To do:
All entries below need to be written out exactly, but without their pictures.

Region pointing data
"""

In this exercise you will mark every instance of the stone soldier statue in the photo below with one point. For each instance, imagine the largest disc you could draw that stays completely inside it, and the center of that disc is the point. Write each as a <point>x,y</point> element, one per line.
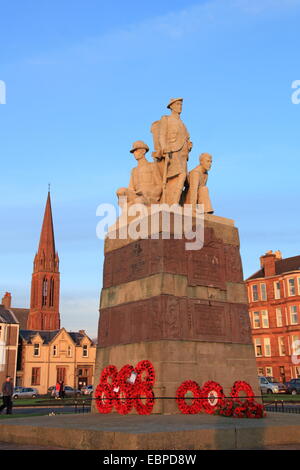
<point>172,146</point>
<point>145,184</point>
<point>198,191</point>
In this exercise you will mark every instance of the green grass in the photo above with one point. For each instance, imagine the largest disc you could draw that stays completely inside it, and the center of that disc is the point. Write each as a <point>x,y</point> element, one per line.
<point>280,397</point>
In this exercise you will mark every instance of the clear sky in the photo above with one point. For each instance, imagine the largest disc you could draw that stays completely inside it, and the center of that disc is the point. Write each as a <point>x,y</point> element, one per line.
<point>86,79</point>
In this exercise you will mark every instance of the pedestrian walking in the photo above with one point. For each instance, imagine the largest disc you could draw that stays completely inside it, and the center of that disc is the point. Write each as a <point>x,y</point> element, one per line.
<point>7,391</point>
<point>61,389</point>
<point>57,388</point>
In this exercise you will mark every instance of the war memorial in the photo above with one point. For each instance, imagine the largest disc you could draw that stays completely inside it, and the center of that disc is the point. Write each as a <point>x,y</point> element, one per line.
<point>174,336</point>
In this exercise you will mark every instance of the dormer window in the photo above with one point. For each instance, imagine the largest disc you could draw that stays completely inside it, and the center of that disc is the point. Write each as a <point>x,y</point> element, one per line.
<point>84,350</point>
<point>45,292</point>
<point>254,293</point>
<point>36,349</point>
<point>292,287</point>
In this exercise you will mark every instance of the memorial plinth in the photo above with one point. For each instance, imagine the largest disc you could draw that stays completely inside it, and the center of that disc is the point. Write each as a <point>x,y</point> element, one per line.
<point>183,310</point>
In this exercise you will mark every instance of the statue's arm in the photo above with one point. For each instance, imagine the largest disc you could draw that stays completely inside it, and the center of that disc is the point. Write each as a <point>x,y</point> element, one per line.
<point>163,134</point>
<point>194,185</point>
<point>131,182</point>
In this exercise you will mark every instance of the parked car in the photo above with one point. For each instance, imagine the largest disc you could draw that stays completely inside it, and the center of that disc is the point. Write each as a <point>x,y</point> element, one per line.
<point>271,385</point>
<point>25,392</point>
<point>69,391</point>
<point>88,390</point>
<point>293,386</point>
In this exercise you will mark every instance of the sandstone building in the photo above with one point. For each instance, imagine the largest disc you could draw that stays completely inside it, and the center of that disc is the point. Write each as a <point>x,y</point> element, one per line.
<point>274,309</point>
<point>9,333</point>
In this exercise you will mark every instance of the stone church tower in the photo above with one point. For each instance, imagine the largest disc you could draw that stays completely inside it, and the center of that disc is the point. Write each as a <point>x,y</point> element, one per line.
<point>44,304</point>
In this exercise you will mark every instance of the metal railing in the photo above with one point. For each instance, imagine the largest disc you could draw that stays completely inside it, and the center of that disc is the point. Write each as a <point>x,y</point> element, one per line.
<point>83,405</point>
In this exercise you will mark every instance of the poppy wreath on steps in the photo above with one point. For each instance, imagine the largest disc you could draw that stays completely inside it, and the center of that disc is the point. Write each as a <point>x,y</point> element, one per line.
<point>104,398</point>
<point>123,391</point>
<point>227,408</point>
<point>143,391</point>
<point>212,397</point>
<point>189,386</point>
<point>241,386</point>
<point>108,372</point>
<point>124,374</point>
<point>123,398</point>
<point>145,366</point>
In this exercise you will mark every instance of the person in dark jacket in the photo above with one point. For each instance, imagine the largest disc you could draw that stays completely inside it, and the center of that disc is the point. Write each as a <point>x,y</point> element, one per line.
<point>61,389</point>
<point>7,392</point>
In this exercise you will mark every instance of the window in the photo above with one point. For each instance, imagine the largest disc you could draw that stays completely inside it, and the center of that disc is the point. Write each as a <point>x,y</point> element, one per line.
<point>278,316</point>
<point>35,376</point>
<point>256,320</point>
<point>45,292</point>
<point>84,350</point>
<point>254,293</point>
<point>263,291</point>
<point>295,345</point>
<point>277,290</point>
<point>292,289</point>
<point>267,345</point>
<point>265,318</point>
<point>36,349</point>
<point>281,346</point>
<point>51,292</point>
<point>258,348</point>
<point>294,315</point>
<point>61,374</point>
<point>269,371</point>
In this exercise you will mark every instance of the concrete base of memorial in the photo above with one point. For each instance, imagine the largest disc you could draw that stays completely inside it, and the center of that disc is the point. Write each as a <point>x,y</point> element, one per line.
<point>154,432</point>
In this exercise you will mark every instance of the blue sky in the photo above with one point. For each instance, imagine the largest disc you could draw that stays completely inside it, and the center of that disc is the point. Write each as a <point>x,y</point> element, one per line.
<point>86,79</point>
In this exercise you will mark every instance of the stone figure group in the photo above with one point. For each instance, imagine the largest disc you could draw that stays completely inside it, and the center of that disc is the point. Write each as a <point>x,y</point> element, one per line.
<point>166,179</point>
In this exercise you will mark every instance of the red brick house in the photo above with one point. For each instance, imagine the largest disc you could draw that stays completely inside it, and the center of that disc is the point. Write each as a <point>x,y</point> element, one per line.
<point>274,309</point>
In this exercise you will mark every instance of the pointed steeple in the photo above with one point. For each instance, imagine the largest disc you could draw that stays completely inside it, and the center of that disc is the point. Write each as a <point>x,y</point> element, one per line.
<point>44,306</point>
<point>47,242</point>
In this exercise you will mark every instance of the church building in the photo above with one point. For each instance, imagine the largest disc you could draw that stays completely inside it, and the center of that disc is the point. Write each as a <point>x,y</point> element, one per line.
<point>47,352</point>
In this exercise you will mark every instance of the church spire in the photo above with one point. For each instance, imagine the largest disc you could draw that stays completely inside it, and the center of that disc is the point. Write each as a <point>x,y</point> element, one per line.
<point>44,305</point>
<point>47,242</point>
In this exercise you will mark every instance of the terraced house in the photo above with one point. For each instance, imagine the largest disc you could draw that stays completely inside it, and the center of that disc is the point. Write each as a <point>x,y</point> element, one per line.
<point>9,333</point>
<point>274,309</point>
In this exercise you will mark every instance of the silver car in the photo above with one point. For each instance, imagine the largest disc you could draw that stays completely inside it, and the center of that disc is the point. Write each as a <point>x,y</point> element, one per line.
<point>270,385</point>
<point>25,392</point>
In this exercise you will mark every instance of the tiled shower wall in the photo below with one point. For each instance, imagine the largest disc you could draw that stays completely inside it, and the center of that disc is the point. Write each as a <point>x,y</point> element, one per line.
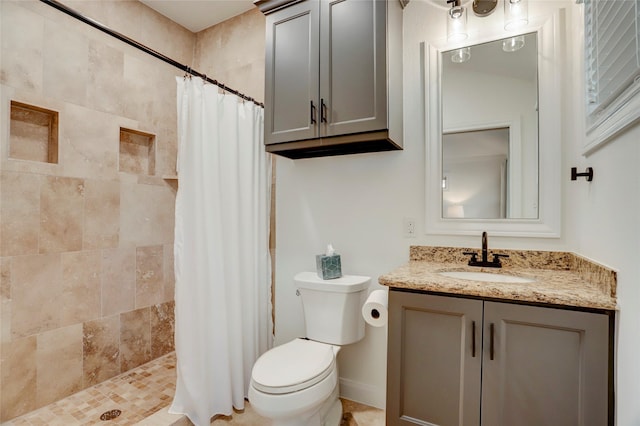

"""

Your response:
In this exercise you will mark every instance of the stone soldier statue in the photo below with one point. For each instance, imagine the largest disc you could draw that stays completely inside it, and the center of that disc is the point. Write each as a <point>x,y</point> element, one per line.
<point>172,146</point>
<point>145,184</point>
<point>198,191</point>
In this exercise you will mark every instance of the green grass in the photo above with one point. For each instance, imagine the largest disc you could draw that stays completely inside it, and the center of that disc is the point. Write each as a <point>x,y</point> element, one per line.
<point>280,397</point>
In this exercise you will mark every instance of the clear sky in the photo above with one point. For each instance, imagine the largest disc you could draw that stays completely inside it, and the center of that disc is the point. Write each as a <point>x,y</point> element, one per line.
<point>86,79</point>
In this exercise you will mark every instance of the pedestrian walking in the photo above with one point. For each instance, imagine the largest disc you could draw that stays completely inside it, and the center of that disc is the point. Write each as a <point>x,y</point> element, one per line.
<point>7,391</point>
<point>61,389</point>
<point>57,388</point>
In this exercise you will mark every instance of the war memorial in the photo above with one point. For each instance, imagine the largest disc you could draw that stays completely inside it, and the center of that disc is the point. Write each as a <point>x,y</point> element, one per line.
<point>174,336</point>
In this exercise you will mark every instance of the dormer window in the photo above with one point. For each instance, imagine the largest disc you could draw that stays completely inside it, and the center of that disc is the point. Write each as a <point>x,y</point> element, one per line.
<point>84,350</point>
<point>45,292</point>
<point>254,293</point>
<point>36,349</point>
<point>292,287</point>
In this exercise you will mark every instance of the memorial plinth in the photo above with one point. For each instance, imagine the largest disc you could draw that stays completely inside it, and the center of that disc is the point. Write each as a <point>x,y</point> element, one per line.
<point>183,310</point>
In this exercise you will mark every instance of the statue's arm in the photo above with one point. For each instance, imagine the largest disc you could draw that stays completely inside it, and the center of that disc is the point. Write each as a <point>x,y</point> element, one per line.
<point>163,134</point>
<point>194,185</point>
<point>131,182</point>
In this exercise you will mark every instance of the parked car in the photo above with one point. For each instance, imagine the largest disc you could draw that stays completely inside it, and the center of that disc is the point. Write each as a <point>x,y</point> element, one per line.
<point>271,385</point>
<point>25,392</point>
<point>69,391</point>
<point>88,390</point>
<point>293,386</point>
In this exercise you will mark every instance of the sandstone building in the photo above with one point. For each instance, imagine the largest disc you could draw that stays completely inside it, and the center of that disc is the point. Write each as a <point>x,y</point> element, one per line.
<point>274,309</point>
<point>9,333</point>
In this exercise you will mark every instance of the stone church tower in the photo above with one point. For each instance, imagine the largest disc you could draw that stays completely inside it, and the center of that disc is the point. Write each as a <point>x,y</point> element, one per line.
<point>44,304</point>
In this exercise you will mark every instance of the metal railing in the photo above with one point. For each instance, imagine the largest disc you could draw that stays completely inside it, and the center of that disc is the point. Write each as a <point>x,y</point> element, one per line.
<point>83,405</point>
In this exercise you will mark every instance of the poppy wreath on steps in the photo above with one point. For each instance, imagine the largest disc you could draw that stays completely inside it, and the center of that disc is the point. Write each as a <point>x,y</point> element, one per line.
<point>104,398</point>
<point>123,391</point>
<point>227,408</point>
<point>143,391</point>
<point>212,397</point>
<point>189,386</point>
<point>241,386</point>
<point>108,372</point>
<point>124,374</point>
<point>123,398</point>
<point>145,366</point>
In this exercise you will mark every instance of the person in dark jacket in the photo above with one point. For each instance, imagine the largest disc you could draw that stays completely inside it, and the center of that disc is the point. Write each as a <point>x,y</point> element, one per line.
<point>61,389</point>
<point>7,392</point>
In this exercise you will mark every instance of the window in the photo above with one point. For each instance, imagine the largest disc you could draw that stays completely inside it, and the center of that disc is the point. Write each as a <point>x,y</point> element, one per line.
<point>278,316</point>
<point>35,376</point>
<point>256,320</point>
<point>45,292</point>
<point>84,350</point>
<point>254,293</point>
<point>263,291</point>
<point>295,345</point>
<point>277,290</point>
<point>292,289</point>
<point>267,345</point>
<point>265,318</point>
<point>36,349</point>
<point>281,346</point>
<point>51,292</point>
<point>258,348</point>
<point>294,315</point>
<point>61,374</point>
<point>269,371</point>
In this exercise you will mark every instance of the concrete base of memorial in the photo above with one point. For each instance, imagine the largest disc you could draw that stays completely inside it, and the center of that disc is the point. Write each as a <point>x,y</point> element, one per line.
<point>154,432</point>
In this exercise you will mark every instance of the blue sky in the photo above with one point. For each instance, imagine the largest disc you could draw that stays completely inside it, and the center of that disc is the point. Write each as a <point>x,y</point> element, one per line.
<point>86,79</point>
In this exercise you will mark every instance of the stone figure group in the photo above with one point. For each instance, imagine the largest disc you could draw that stays completely inside it, and the center of that disc is the point. Write each as a <point>x,y</point> element, one per line.
<point>166,179</point>
In this exercise you will mark every instance of the red brick house in the photo above with one point. For each instance, imagine the largest disc you could draw that stays completely inside it, and the center of that disc is the point. Write each as a <point>x,y</point> element, one per line.
<point>274,309</point>
In this exercise you will mark every instance of the pointed steeple in the photo above with one point. For each instance, imagine the largest disc you could draw that stays completely inside it, and the center of that disc is the point. Write each as a <point>x,y</point> element, one per line.
<point>44,306</point>
<point>47,242</point>
In this exercise you will mark every instance of the church building in the photo above with one point. For each instance, imagine the largest disc you could draw that stays completely inside it, and the center of that disc is the point. Write each as a <point>x,y</point> element, one per line.
<point>47,352</point>
In this exercise you will mark every instance of the church spire in the photo above with one point. For each instance, imagine the largest disc you could draw that stays completely inside it, and the center of that disc is the point. Write each as a <point>x,y</point> element, one per line.
<point>44,305</point>
<point>47,242</point>
In this exercise you will mark every instance of the terraced house in the photo above with one point. For each instance, imagine the largest disc you could draw that stays completely inside it, and the center of that disc is the point. Write each as a <point>x,y</point> element, one per line.
<point>9,333</point>
<point>274,309</point>
In this exercise you will mark every instance of the silver car in the photo above with one point. For each instance, imagine the largest disc you could draw that stays completely inside it, and the center of that disc is the point. Write each as a <point>x,y</point> element, one per line.
<point>270,385</point>
<point>25,392</point>
In this exercise you will mark every instance of the tiled shower wall in the photo below with one point. For each instance, imagine the largest disc you could draw that stays completely inside it, and the center of that disc is the point. Write each as a <point>x,y</point> element, one per line.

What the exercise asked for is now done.